**Given exercise:**
Copy out, word for word, the stretch of the data from the line containing "Please spot the shadow" through the end of the data, with nothing else.

**Extracted entries:**
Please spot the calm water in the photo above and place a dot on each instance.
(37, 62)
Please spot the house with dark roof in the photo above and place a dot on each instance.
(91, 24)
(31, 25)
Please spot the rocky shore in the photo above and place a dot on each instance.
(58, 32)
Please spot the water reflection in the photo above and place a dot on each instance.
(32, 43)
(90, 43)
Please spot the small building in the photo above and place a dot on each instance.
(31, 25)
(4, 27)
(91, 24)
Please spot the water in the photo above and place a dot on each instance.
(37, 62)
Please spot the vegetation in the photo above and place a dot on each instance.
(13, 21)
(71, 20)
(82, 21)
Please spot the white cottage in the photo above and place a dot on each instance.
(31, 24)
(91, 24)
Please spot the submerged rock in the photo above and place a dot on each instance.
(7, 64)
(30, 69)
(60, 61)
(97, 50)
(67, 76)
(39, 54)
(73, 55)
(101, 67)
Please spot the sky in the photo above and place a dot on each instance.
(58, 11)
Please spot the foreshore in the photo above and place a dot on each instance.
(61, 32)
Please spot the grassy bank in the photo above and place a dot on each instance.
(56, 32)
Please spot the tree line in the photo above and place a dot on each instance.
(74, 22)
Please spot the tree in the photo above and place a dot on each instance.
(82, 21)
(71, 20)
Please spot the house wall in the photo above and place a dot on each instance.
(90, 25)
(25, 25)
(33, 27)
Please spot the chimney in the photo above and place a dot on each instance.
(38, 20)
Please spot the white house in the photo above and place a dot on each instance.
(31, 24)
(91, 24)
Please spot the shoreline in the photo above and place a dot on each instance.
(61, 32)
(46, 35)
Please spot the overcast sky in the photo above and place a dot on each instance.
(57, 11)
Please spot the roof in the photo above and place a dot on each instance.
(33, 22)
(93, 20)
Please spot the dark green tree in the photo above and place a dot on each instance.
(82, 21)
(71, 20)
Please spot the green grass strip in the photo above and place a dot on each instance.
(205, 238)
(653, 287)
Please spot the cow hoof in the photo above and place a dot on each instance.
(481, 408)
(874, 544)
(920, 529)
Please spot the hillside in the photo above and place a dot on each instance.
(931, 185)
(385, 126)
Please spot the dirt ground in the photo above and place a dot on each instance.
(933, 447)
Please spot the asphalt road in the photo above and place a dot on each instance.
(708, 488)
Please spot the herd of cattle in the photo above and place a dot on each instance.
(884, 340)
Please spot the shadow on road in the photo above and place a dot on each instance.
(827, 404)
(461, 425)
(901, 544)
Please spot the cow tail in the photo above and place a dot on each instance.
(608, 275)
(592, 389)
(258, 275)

**Finished exercise:**
Please spot the shadow on road in the photo above and place a dot on each instance.
(827, 404)
(461, 425)
(901, 544)
Please spot the cow tail in the photo above and place a dot on each instance.
(608, 275)
(592, 389)
(258, 275)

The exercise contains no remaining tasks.